**ACTIVITY:** Each line of the data should be duplicated precisely.

**Stored records:**
- Opening Delimiter -

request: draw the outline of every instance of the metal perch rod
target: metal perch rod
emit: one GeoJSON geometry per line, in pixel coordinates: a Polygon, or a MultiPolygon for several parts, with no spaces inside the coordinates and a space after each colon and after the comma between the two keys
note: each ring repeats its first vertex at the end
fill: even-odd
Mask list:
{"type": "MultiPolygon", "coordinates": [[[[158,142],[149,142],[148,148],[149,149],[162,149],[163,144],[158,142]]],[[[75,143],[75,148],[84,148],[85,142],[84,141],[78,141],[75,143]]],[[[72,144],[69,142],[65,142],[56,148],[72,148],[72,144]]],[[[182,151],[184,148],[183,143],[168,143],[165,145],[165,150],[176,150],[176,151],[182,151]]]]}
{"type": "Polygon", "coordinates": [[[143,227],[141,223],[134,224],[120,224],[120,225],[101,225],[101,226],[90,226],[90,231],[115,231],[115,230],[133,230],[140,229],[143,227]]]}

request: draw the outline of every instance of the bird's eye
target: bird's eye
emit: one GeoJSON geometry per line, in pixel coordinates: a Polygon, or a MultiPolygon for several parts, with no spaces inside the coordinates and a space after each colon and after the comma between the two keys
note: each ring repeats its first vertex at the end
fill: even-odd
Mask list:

- Closing Delimiter -

**REPLY:**
request: draw the outline of every instance of the metal perch rod
target: metal perch rod
emit: one GeoJSON geometry per line, in pixel coordinates: a Polygon, or a MultiPolygon for several parts, with no spaces inside the coordinates and a space after each colon and after the comma between the two keys
note: each ring repeats its first vertex at the end
fill: even-odd
Mask list:
{"type": "MultiPolygon", "coordinates": [[[[158,142],[149,142],[148,148],[149,149],[162,149],[163,144],[158,142]]],[[[75,143],[75,148],[84,148],[85,142],[84,141],[78,141],[75,143]]],[[[72,144],[69,142],[65,142],[56,148],[72,148],[72,144]]],[[[182,151],[184,148],[183,143],[168,143],[165,145],[165,150],[176,150],[176,151],[182,151]]]]}
{"type": "Polygon", "coordinates": [[[143,227],[141,223],[134,224],[120,224],[120,225],[101,225],[101,226],[90,226],[90,231],[115,231],[115,230],[133,230],[140,229],[143,227]]]}

request: draw the outline of every instance of the bird's eye
target: bird's eye
emit: one GeoJSON geometry per line, in pixel coordinates: a Polygon, or a MultiPolygon for several parts, with no spaces inside the coordinates and a space after each colon and after the comma between the two keys
note: each ring repeats its first vertex at the end
fill: even-odd
Mask list:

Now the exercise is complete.